BEGIN Quoted text

PA 12-147—sSB 22
Government Administration and Elections Committee
AN ACT CONCERNING THE CAPITAL REGION DEVELOPMENT AUTHORITY
SUMMARY: This act redesignates the quasi-public Capital City Economic Development Authority (CCEDA) as the Capital Region Development Authority (CRDA), preserving many of CCEDA's powers, duties, and functions, including the authority to issue bonds. CCEDA oversaw several completed and ongoing development projects in the statutorily designated Capital City Economic Development District, which is located entirely in Hartford. Its duties included advising state agencies on development projects proposed in the district.
The act expands the district and the range of eligible projects and allows CRDA to plan and implement some of these projects outside the district. Specifically, it authorizes CRDA to (1) develop and redevelop property anywhere in Hartford, (2) develop riverfront improvements anywhere in Hartford and East Hartford, (3) demolish and redevelop vacant buildings in East Hartford, and (4) develop more housing units than were previously permitted. To plan and implement these projects, the act gives CRDA the same powers prior law gave CCEDA to plan and implement specified capital district projects.
In redesignating CCEDA as CRDA, the act:
1. replaces CCEDA's seven-member board with a 13-member board that includes municipal representatives;
2. designates Hartford and its seven contiguous towns as the capital region;
3. expands the project planning, monitoring, and evaluation duties transferred from CCEDA to CRDA;
4. assigns additional duties to CRDA that differ from those assigned to CCEDA, including managing facilities and promoting tourism;
5. shifts specified administrative duties from the Office of Policy and Management (OPM) secretary to the Department of Economic and Community Development (DECD) commissioner;
6. eliminates an obsolete reporting requirement; and
7. makes many technical and conforming changes.
Lastly, the act extends by four years, from June 30, 2013, to June 30, 2017, the deadline for the State Bond Commission to issue up to $115 million in state general obligation bonds for DECD to fund specified projects (§22). The projects are the civic center and coliseum complex reconstruction, riverfront infrastructure development, housing rehabilitation and new construction, demolition and redevelopment, and parking. (PA 12-189 authorized additional bonding for CRDA (see BACKGROUND)).

END Quoted text
BEGIN Dataset content

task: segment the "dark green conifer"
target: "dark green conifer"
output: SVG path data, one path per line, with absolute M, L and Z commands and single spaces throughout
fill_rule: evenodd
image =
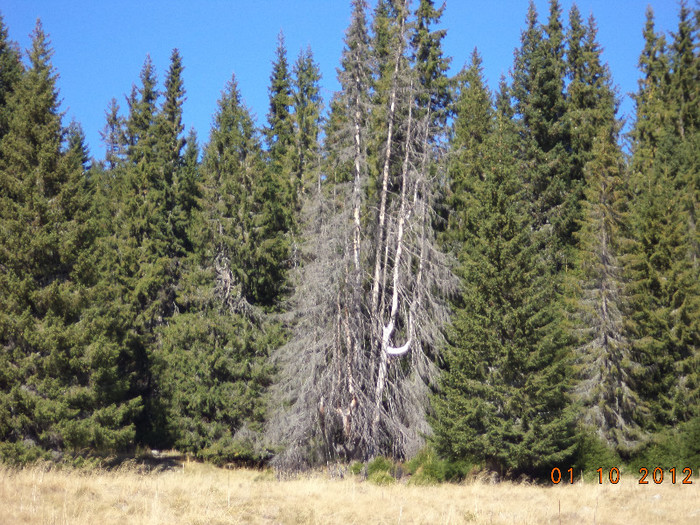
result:
M 457 113 L 457 120 L 471 117 Z M 515 137 L 499 112 L 483 170 L 474 174 L 475 197 L 455 210 L 471 217 L 455 225 L 463 289 L 433 398 L 434 442 L 451 460 L 542 476 L 571 458 L 574 416 L 556 296 L 523 213 Z

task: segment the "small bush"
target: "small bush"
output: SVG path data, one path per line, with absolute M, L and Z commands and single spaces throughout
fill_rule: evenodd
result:
M 384 456 L 377 456 L 367 465 L 367 476 L 371 477 L 372 474 L 379 472 L 386 472 L 389 474 L 394 469 L 394 464 L 390 459 Z M 391 474 L 389 474 L 391 476 Z M 392 478 L 393 479 L 393 478 Z
M 354 461 L 354 462 L 350 465 L 350 473 L 353 474 L 353 475 L 355 475 L 355 476 L 359 476 L 360 474 L 362 474 L 362 470 L 363 470 L 364 468 L 365 468 L 365 464 L 364 464 L 364 463 L 361 463 L 361 462 L 359 462 L 359 461 Z
M 406 464 L 412 475 L 409 483 L 414 485 L 432 485 L 445 481 L 461 481 L 466 478 L 474 466 L 466 460 L 448 461 L 440 459 L 435 449 L 426 447 Z
M 377 470 L 367 477 L 367 480 L 375 485 L 391 485 L 396 480 L 389 472 L 385 470 Z

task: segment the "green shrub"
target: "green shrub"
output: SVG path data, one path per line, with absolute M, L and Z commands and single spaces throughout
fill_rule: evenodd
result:
M 432 447 L 425 447 L 406 463 L 413 485 L 433 485 L 445 481 L 461 481 L 474 468 L 467 460 L 449 461 L 438 457 Z
M 354 474 L 355 476 L 359 476 L 362 474 L 362 469 L 364 468 L 364 463 L 361 463 L 360 461 L 353 461 L 353 463 L 350 465 L 350 473 Z
M 390 472 L 394 469 L 394 464 L 392 461 L 388 458 L 385 458 L 384 456 L 377 456 L 374 458 L 372 461 L 369 462 L 367 465 L 367 477 L 371 477 L 372 474 L 380 473 L 380 472 L 386 472 L 387 474 L 390 474 Z M 392 477 L 393 479 L 393 477 Z
M 603 443 L 593 429 L 580 431 L 574 464 L 571 465 L 575 475 L 583 472 L 586 476 L 592 477 L 598 468 L 611 469 L 619 467 L 620 464 L 621 460 L 617 452 Z M 564 471 L 569 468 L 569 465 L 561 465 L 559 468 Z
M 372 472 L 372 474 L 367 476 L 367 480 L 375 485 L 391 485 L 396 481 L 394 477 L 385 470 L 377 470 Z

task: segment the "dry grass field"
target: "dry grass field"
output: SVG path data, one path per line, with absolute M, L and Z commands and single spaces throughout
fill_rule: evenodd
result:
M 697 476 L 692 485 L 639 485 L 623 472 L 618 485 L 377 486 L 353 476 L 278 480 L 271 472 L 198 463 L 141 470 L 0 465 L 0 523 L 700 523 Z

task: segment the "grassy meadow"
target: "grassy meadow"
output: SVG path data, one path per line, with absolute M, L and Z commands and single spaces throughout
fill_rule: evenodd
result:
M 0 523 L 700 523 L 692 485 L 578 481 L 537 486 L 492 483 L 375 485 L 330 471 L 279 479 L 272 471 L 171 461 L 112 470 L 0 465 Z

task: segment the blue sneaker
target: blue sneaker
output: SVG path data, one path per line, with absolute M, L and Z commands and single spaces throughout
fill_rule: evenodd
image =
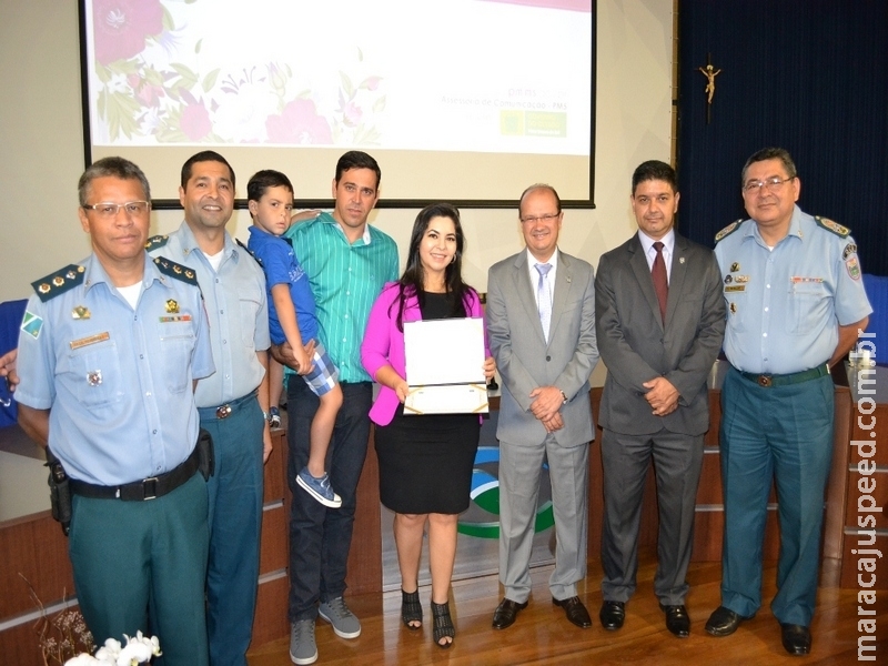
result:
M 296 475 L 296 483 L 324 506 L 330 508 L 342 506 L 342 497 L 330 487 L 330 475 L 326 472 L 323 476 L 317 477 L 312 476 L 307 467 L 303 467 L 302 472 Z

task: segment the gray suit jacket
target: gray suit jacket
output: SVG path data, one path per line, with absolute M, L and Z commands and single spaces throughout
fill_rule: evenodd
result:
M 555 432 L 556 442 L 562 446 L 587 444 L 595 438 L 588 380 L 598 362 L 592 266 L 558 251 L 548 344 L 535 290 L 526 251 L 491 266 L 487 333 L 503 380 L 496 436 L 514 444 L 542 444 L 546 428 L 531 412 L 529 394 L 537 386 L 556 386 L 568 398 L 561 408 L 564 427 Z
M 595 280 L 596 331 L 607 366 L 598 422 L 627 434 L 660 428 L 700 435 L 709 427 L 706 379 L 725 335 L 725 299 L 715 254 L 675 234 L 666 325 L 638 234 L 604 254 Z M 654 416 L 642 384 L 666 377 L 678 408 Z

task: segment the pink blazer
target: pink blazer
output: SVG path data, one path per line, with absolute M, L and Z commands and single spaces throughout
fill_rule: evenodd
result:
M 404 353 L 404 333 L 397 330 L 397 297 L 398 284 L 390 282 L 373 303 L 367 320 L 367 327 L 364 332 L 364 341 L 361 343 L 361 362 L 364 369 L 374 380 L 381 367 L 391 365 L 402 377 L 406 375 L 406 359 Z M 481 301 L 475 290 L 468 292 L 467 315 L 482 317 Z M 394 306 L 392 306 L 394 304 Z M 390 314 L 389 310 L 392 309 Z M 416 296 L 407 296 L 404 303 L 405 322 L 416 322 L 422 320 L 420 303 Z M 484 335 L 484 355 L 491 355 L 487 335 Z M 395 411 L 401 401 L 397 394 L 389 386 L 380 387 L 380 395 L 373 407 L 370 410 L 370 418 L 377 425 L 389 425 L 394 418 Z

END Dataset content

Short exercise A
In the Capital Region Development Authority summary, why does the act give CRDA the same powers that prior law gave CCEDA? Answer in one to three sentences.
Short exercise B
Write the next part of the Capital Region Development Authority summary, picking up after its final sentence.
The lines above have no part in this work.

Task response A
The act gives CRDA those powers so that it can plan and implement the new projects it is authorized to take on. These include developing property anywhere in Hartford, building riverfront improvements in Hartford and East Hartford, redeveloping vacant buildings in East Hartford, and developing more housing units.

Task response B
EFFECTIVE DATE: Upon passage
§ 9 — BOARD
The act creates a new, larger board to oversee CRDA. The CCEDA board consisted of seven members appointed jointly by the governor and legislative leaders, one of whom was recommended by Hartford's mayor. Under the act, the terms of all the CCEDA board members expire on the act's effective date, which is also the date when CCEDA becomes CRDA.
Under the act, CRDA's 13-member board consists of the Hartford and East Hartford mayors, eight appointed members, and three ex-officio members. The appointed members serve four-year terms except the initial members, who serve staggered terms. After the initial terms, all members serve four-year terms and may be reappointed.
Table 1 lists the appointed members, their appointing authority, and their initial terms. As the table shows, the House speaker and Senate president pro tempore jointly appoint one member, as do the House and Senate minority leaders.
Table 1: CRDA Appointed Members
Number of Appointments
1. One Hartford resident
2. One City of Hartford nonelected employee
House Speaker and Senate President Pro Tempore (jointly)
House and Senate minority leader (jointly)
The appointing authorities must make their initial appointments within 15 days after the act's effective date.
In addition to the appointed members, the board includes the Hartford and East Hartford mayors, the OPM secretary and the DECD and Department of Transportation commissioners. The secretary and the commissioners serve as ex-officio members.
The CRDA board must generally adhere to the same procedural rules that governed CCEDA's board.
The act applies and expands the conflict of interest prohibition that previously applied to CCEDA's board. As under prior law, the act prohibits CRDA board members from having or acquiring a financial interest in any CRDA project in the Capital City Economic Development District or in any contract for materials and services to be used in these projects.
The act expands this prohibition to include any CRDA project in the eight-town capital region (see below), not just the Capital City Economic Development District, or in any contract for materials and services to be used in these projects.
§ 8 — GEOGRAPHIC JURISDICTION
The act designates two overlapping areas where CRDA can undertake development activities. It designates Hartford and its adjacent municipalities (i. e. , Bloomfield, East Hartford, Newington, South Windsor, West Hartford, Wethersfield, and Windsor) as the “Capital Region” and, as discussed below, specifies the activities CRDA must undertake in this region.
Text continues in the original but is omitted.